_Objective_: Please repeat the lines below with "shrub" swapped for "bush" and nothing else altered, leaving out the pictures.
[BEGIN Entries shown]
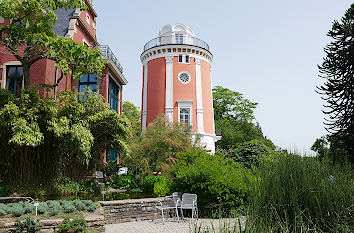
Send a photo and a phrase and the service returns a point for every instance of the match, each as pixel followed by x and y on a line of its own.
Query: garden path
pixel 185 226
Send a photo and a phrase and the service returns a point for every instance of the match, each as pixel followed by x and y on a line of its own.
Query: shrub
pixel 68 206
pixel 3 209
pixel 29 208
pixel 163 187
pixel 28 226
pixel 77 224
pixel 42 208
pixel 4 192
pixel 218 181
pixel 111 168
pixel 54 207
pixel 90 207
pixel 295 193
pixel 79 205
pixel 124 181
pixel 156 149
pixel 16 209
pixel 248 154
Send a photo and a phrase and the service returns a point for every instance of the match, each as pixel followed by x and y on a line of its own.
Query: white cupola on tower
pixel 177 34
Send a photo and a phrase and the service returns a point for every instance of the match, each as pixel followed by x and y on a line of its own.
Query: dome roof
pixel 178 28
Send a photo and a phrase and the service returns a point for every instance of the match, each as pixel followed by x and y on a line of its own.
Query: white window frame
pixel 110 76
pixel 186 104
pixel 184 57
pixel 88 18
pixel 10 63
pixel 190 77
[END Entries shown]
_Exercise output_:
Send a photo and a phrase and the service returns a point for every instance of the match, each as pixel followed by x and y on a line of its own.
Query: garden path
pixel 185 226
Send a photo and a phrase and the service returns a point for every instance of the match, each as pixel followed by x and y on a line of its own.
Query: bush
pixel 68 206
pixel 3 209
pixel 29 208
pixel 163 187
pixel 28 226
pixel 77 224
pixel 42 208
pixel 4 192
pixel 218 181
pixel 111 168
pixel 54 207
pixel 90 207
pixel 295 193
pixel 79 205
pixel 124 181
pixel 156 149
pixel 16 209
pixel 248 154
Send a photo and a phrase and the service returns a point for every instance of the match, each as pixel followed by x and y on a line of its own.
Query: white cupola on tower
pixel 177 34
Send a photo and a phrase and the service returns a point for every instance of the match, each as pixel followed by x and y on a line of its own.
Query: dome roof
pixel 178 28
Send a photo and a phrase and the service returns a point for every instance of the match, each as pixel followed by x and y on a line of its own.
Query: white window frame
pixel 110 76
pixel 186 104
pixel 184 57
pixel 88 18
pixel 10 63
pixel 190 77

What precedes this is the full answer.